_GOAL_
Render the rows below as a Markdown table with the columns No. and Text, giving each row its number and its line and leaving out any blank lines.

_SUPPLIED RECORDS_
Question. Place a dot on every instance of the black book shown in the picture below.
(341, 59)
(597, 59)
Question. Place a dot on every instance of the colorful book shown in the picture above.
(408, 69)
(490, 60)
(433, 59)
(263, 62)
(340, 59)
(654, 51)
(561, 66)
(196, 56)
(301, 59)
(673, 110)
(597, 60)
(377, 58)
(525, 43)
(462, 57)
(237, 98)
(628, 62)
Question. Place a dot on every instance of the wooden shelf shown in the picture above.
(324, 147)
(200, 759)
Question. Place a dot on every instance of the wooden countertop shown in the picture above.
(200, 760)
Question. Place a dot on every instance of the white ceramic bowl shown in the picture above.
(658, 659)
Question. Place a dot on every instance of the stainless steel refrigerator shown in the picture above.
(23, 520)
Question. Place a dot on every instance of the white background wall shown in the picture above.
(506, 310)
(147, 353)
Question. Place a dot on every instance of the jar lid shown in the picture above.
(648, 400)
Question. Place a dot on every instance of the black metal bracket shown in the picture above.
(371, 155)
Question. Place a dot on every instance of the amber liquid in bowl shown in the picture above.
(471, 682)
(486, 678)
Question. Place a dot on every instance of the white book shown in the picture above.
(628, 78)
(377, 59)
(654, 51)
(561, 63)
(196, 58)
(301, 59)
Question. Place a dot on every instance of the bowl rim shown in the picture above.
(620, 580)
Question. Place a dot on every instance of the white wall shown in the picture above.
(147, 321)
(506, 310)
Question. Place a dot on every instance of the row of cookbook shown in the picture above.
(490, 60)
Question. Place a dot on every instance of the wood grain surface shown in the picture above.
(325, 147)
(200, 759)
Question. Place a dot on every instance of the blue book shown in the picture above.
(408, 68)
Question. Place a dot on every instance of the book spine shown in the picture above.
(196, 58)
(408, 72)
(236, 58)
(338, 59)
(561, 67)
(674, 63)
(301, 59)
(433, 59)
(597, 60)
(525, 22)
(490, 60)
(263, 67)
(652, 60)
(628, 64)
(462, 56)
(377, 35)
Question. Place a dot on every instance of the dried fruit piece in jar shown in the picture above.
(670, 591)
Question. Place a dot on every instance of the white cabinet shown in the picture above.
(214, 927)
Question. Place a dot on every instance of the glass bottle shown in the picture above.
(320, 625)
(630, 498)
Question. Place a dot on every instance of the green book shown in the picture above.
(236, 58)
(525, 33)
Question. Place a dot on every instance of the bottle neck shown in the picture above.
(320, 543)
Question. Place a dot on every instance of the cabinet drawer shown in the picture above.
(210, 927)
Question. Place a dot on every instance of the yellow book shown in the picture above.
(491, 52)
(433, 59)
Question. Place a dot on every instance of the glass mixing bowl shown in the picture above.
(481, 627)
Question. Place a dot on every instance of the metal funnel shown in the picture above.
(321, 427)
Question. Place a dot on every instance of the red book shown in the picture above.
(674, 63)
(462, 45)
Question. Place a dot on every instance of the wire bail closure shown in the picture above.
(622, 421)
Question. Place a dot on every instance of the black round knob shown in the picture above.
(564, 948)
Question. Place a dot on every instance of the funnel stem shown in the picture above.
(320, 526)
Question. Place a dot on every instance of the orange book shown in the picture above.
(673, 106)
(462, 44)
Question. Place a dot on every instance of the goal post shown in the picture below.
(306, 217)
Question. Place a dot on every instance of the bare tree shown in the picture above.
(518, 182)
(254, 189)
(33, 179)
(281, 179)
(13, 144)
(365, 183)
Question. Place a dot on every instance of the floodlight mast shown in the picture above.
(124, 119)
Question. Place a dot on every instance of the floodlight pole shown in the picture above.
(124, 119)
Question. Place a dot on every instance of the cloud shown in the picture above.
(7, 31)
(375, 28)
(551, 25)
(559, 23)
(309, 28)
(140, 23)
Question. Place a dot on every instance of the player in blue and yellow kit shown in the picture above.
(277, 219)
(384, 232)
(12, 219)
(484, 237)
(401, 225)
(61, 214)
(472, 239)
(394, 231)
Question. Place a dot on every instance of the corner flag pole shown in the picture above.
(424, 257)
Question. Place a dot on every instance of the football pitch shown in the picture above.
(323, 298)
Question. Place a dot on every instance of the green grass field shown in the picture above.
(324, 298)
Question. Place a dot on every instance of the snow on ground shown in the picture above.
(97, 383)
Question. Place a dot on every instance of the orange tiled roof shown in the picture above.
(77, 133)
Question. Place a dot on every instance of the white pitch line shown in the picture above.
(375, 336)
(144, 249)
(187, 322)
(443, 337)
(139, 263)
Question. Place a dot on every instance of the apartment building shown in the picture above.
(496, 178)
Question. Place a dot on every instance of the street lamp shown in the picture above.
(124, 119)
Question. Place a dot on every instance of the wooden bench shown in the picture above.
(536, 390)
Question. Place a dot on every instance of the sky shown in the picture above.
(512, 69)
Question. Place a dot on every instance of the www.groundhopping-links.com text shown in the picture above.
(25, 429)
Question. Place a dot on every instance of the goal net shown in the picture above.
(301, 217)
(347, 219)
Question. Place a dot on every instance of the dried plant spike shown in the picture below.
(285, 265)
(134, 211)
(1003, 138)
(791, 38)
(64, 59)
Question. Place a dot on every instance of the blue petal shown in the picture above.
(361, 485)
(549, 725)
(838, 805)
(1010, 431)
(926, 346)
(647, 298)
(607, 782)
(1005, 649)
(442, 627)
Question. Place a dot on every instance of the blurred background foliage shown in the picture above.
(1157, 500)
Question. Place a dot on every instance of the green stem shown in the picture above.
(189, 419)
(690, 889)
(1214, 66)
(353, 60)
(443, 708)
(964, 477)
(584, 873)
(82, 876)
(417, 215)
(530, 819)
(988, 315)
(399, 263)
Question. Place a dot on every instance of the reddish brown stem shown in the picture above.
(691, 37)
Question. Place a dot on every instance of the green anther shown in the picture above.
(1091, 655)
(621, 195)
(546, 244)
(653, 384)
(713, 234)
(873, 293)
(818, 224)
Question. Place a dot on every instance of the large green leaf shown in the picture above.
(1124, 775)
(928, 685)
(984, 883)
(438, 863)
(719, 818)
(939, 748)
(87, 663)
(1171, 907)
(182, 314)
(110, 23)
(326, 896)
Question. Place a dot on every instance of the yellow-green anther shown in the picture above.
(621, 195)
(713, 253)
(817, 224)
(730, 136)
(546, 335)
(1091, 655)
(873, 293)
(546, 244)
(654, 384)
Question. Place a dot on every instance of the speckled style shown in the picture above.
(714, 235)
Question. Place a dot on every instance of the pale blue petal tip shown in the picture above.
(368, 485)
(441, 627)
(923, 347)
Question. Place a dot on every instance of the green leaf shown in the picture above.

_EXERCISE SOLUTION_
| No. | Text |
|---|---|
| 1 | Question. Place a dot on every instance of the black book shown in the picture below. |
| 2 | (341, 59) |
| 3 | (597, 59) |
| 4 | Question. Place a dot on every instance of the colorful book shown in the picture above. |
| 5 | (408, 69) |
| 6 | (490, 60) |
| 7 | (433, 59) |
| 8 | (263, 62) |
| 9 | (340, 59) |
| 10 | (654, 51) |
| 11 | (561, 66) |
| 12 | (196, 56) |
| 13 | (301, 59) |
| 14 | (673, 110) |
| 15 | (597, 60) |
| 16 | (377, 58) |
| 17 | (525, 43) |
| 18 | (462, 57) |
| 19 | (237, 98) |
| 20 | (628, 62) |
| 21 | Question. Place a dot on every instance of the wooden shelf shown in the picture above. |
| 22 | (324, 147) |
| 23 | (200, 759) |
| 24 | Question. Place a dot on every instance of the wooden countertop shown in the picture above. |
| 25 | (200, 760) |
| 26 | Question. Place a dot on every instance of the white ceramic bowl shown in the picture above. |
| 27 | (658, 659) |
| 28 | Question. Place a dot on every instance of the stainless steel refrigerator shown in the picture above. |
| 29 | (23, 520) |
| 30 | Question. Place a dot on every instance of the white background wall shown in the picture above. |
| 31 | (506, 310) |
| 32 | (147, 353) |
| 33 | Question. Place a dot on every instance of the jar lid shown in the picture above. |
| 34 | (648, 400) |
| 35 | Question. Place a dot on every instance of the black metal bracket shown in the picture above. |
| 36 | (371, 155) |
| 37 | Question. Place a dot on every instance of the amber liquid in bowl shown in the picture above. |
| 38 | (471, 682) |
| 39 | (486, 678) |
| 40 | Question. Place a dot on every instance of the white book shown in the picture above. |
| 41 | (628, 78) |
| 42 | (377, 59) |
| 43 | (654, 51) |
| 44 | (561, 63) |
| 45 | (196, 58) |
| 46 | (301, 59) |
| 47 | Question. Place a dot on every instance of the bowl rim shown in the picture above. |
| 48 | (620, 580) |
| 49 | Question. Place a dot on every instance of the white wall shown in the picture above. |
| 50 | (147, 321) |
| 51 | (506, 310) |
| 52 | Question. Place a dot on every instance of the row of cookbook shown in the picture above. |
| 53 | (490, 60) |
| 54 | Question. Place a dot on every instance of the wood grain surface shown in the picture above. |
| 55 | (325, 147) |
| 56 | (200, 759) |
| 57 | Question. Place a dot on every instance of the blue book shown in the picture above. |
| 58 | (408, 68) |
| 59 | Question. Place a dot on every instance of the book spine shown in the picture above. |
| 60 | (196, 58) |
| 61 | (408, 72) |
| 62 | (236, 58) |
| 63 | (338, 59) |
| 64 | (561, 67) |
| 65 | (674, 63) |
| 66 | (301, 59) |
| 67 | (433, 59) |
| 68 | (597, 60) |
| 69 | (525, 22) |
| 70 | (490, 60) |
| 71 | (263, 67) |
| 72 | (652, 60) |
| 73 | (628, 64) |
| 74 | (462, 56) |
| 75 | (377, 35) |
| 76 | Question. Place a dot on every instance of the dried fruit piece in jar shown in the picture above. |
| 77 | (670, 591) |
| 78 | Question. Place a dot on every instance of the white cabinet shown in the picture above. |
| 79 | (214, 927) |
| 80 | Question. Place a dot on every instance of the glass bottle shown in the picture above. |
| 81 | (320, 625) |
| 82 | (630, 498) |
| 83 | Question. Place a dot on every instance of the green book shown in the picture above. |
| 84 | (236, 58) |
| 85 | (525, 33) |
| 86 | Question. Place a dot on every instance of the bottle neck shown in the picture above. |
| 87 | (320, 543) |
| 88 | Question. Place a dot on every instance of the cabinet drawer shown in the picture above. |
| 89 | (210, 927) |
| 90 | Question. Place a dot on every instance of the yellow book shown in the picture above. |
| 91 | (491, 52) |
| 92 | (433, 59) |
| 93 | Question. Place a dot on every instance of the glass mixing bowl shown in the picture above. |
| 94 | (481, 627) |
| 95 | Question. Place a dot on every instance of the metal funnel shown in the picture above. |
| 96 | (321, 427) |
| 97 | Question. Place a dot on every instance of the red book shown in the picture above. |
| 98 | (674, 63) |
| 99 | (462, 45) |
| 100 | Question. Place a dot on every instance of the wire bail closure shown in the picture above. |
| 101 | (622, 421) |
| 102 | Question. Place a dot on every instance of the black round knob shown in the picture above. |
| 103 | (564, 948) |
| 104 | Question. Place a dot on every instance of the funnel stem shown in the picture above. |
| 105 | (320, 526) |
| 106 | Question. Place a dot on every instance of the orange book shown in the picture above. |
| 107 | (673, 106) |
| 108 | (462, 44) |
| 109 | Question. Place a dot on every instance of the goal post shown in the picture below. |
| 110 | (306, 217) |
| 111 | Question. Place a dot on every instance of the bare tree shown in the picture above. |
| 112 | (518, 182) |
| 113 | (254, 189) |
| 114 | (33, 179) |
| 115 | (281, 179) |
| 116 | (13, 144) |
| 117 | (365, 183) |
| 118 | Question. Place a dot on every instance of the floodlight mast shown in the picture above. |
| 119 | (124, 119) |
| 120 | Question. Place a dot on every instance of the floodlight pole shown in the picture above. |
| 121 | (124, 119) |
| 122 | Question. Place a dot on every instance of the cloud shown in the picture above. |
| 123 | (7, 31) |
| 124 | (375, 28) |
| 125 | (551, 25) |
| 126 | (559, 23) |
| 127 | (309, 28) |
| 128 | (140, 23) |
| 129 | Question. Place a dot on every instance of the player in blue and yellow kit shown in the picture above. |
| 130 | (277, 219) |
| 131 | (384, 232) |
| 132 | (12, 219) |
| 133 | (484, 237) |
| 134 | (401, 225) |
| 135 | (61, 214) |
| 136 | (472, 239) |
| 137 | (394, 231) |
| 138 | Question. Place a dot on every instance of the corner flag pole shown in the picture above. |
| 139 | (424, 257) |
| 140 | Question. Place a dot on every instance of the football pitch shown in the picture above. |
| 141 | (323, 298) |
| 142 | Question. Place a dot on every instance of the green grass field shown in the picture above. |
| 143 | (324, 298) |
| 144 | Question. Place a dot on every instance of the snow on ground shown in the picture above. |
| 145 | (97, 383) |
| 146 | Question. Place a dot on every instance of the orange tiled roof shown in the picture above. |
| 147 | (77, 133) |
| 148 | Question. Place a dot on every instance of the white pitch line shown in the picture above. |
| 149 | (375, 336) |
| 150 | (144, 249) |
| 151 | (187, 322) |
| 152 | (443, 337) |
| 153 | (139, 263) |
| 154 | Question. Place a dot on every instance of the apartment building shown in the picture above. |
| 155 | (496, 178) |
| 156 | Question. Place a dot on every instance of the street lamp shown in the picture above. |
| 157 | (124, 119) |
| 158 | Question. Place a dot on every instance of the wooden bench shown in the picture above. |
| 159 | (536, 390) |
| 160 | Question. Place a dot on every instance of the sky shown in the picture above. |
| 161 | (512, 69) |
| 162 | Question. Place a dot on every instance of the www.groundhopping-links.com text shown in the picture above. |
| 163 | (25, 429) |
| 164 | Question. Place a dot on every instance of the goal net shown in the picture above. |
| 165 | (301, 217) |
| 166 | (347, 219) |
| 167 | Question. Place a dot on every instance of the dried plant spike shown in the picture below. |
| 168 | (285, 265) |
| 169 | (134, 211) |
| 170 | (1003, 138) |
| 171 | (791, 38) |
| 172 | (64, 59) |
| 173 | Question. Place a dot on every instance of the blue petal shown in the picture above. |
| 174 | (361, 485) |
| 175 | (549, 725) |
| 176 | (838, 805) |
| 177 | (1010, 431) |
| 178 | (926, 346) |
| 179 | (647, 298) |
| 180 | (607, 782) |
| 181 | (1005, 649) |
| 182 | (442, 627) |
| 183 | Question. Place a dot on every instance of the blurred background foliage shown in the picture above. |
| 184 | (1157, 500) |
| 185 | Question. Place a dot on every instance of the green stem shown in the picture above. |
| 186 | (189, 419) |
| 187 | (690, 889) |
| 188 | (1214, 66) |
| 189 | (353, 60) |
| 190 | (443, 708) |
| 191 | (964, 477) |
| 192 | (584, 873) |
| 193 | (82, 876) |
| 194 | (417, 215) |
| 195 | (530, 819) |
| 196 | (988, 315) |
| 197 | (399, 263) |
| 198 | Question. Place a dot on every instance of the reddish brown stem shown in the picture above. |
| 199 | (691, 37) |
| 200 | Question. Place a dot on every instance of the green anther shown in the picture above. |
| 201 | (1091, 655) |
| 202 | (621, 195) |
| 203 | (546, 244) |
| 204 | (653, 384) |
| 205 | (713, 234) |
| 206 | (873, 293) |
| 207 | (818, 224) |
| 208 | Question. Place a dot on every instance of the large green leaf shown in the picture above. |
| 209 | (1124, 775) |
| 210 | (928, 685) |
| 211 | (984, 883) |
| 212 | (438, 863) |
| 213 | (719, 818) |
| 214 | (939, 748) |
| 215 | (87, 663) |
| 216 | (1171, 907) |
| 217 | (182, 314) |
| 218 | (110, 23) |
| 219 | (326, 896) |
| 220 | Question. Place a dot on every instance of the yellow-green anther shown in the picture above. |
| 221 | (621, 195) |
| 222 | (713, 253) |
| 223 | (817, 224) |
| 224 | (730, 136) |
| 225 | (546, 335) |
| 226 | (1091, 655) |
| 227 | (873, 293) |
| 228 | (546, 244) |
| 229 | (654, 384) |
| 230 | Question. Place a dot on every instance of the speckled style shown in the picture above. |
| 231 | (714, 235) |
| 232 | Question. Place a dot on every instance of the pale blue petal tip shown in the picture above. |
| 233 | (368, 485) |
| 234 | (441, 627) |
| 235 | (923, 347) |
| 236 | Question. Place a dot on every instance of the green leaf shown in the picture above. |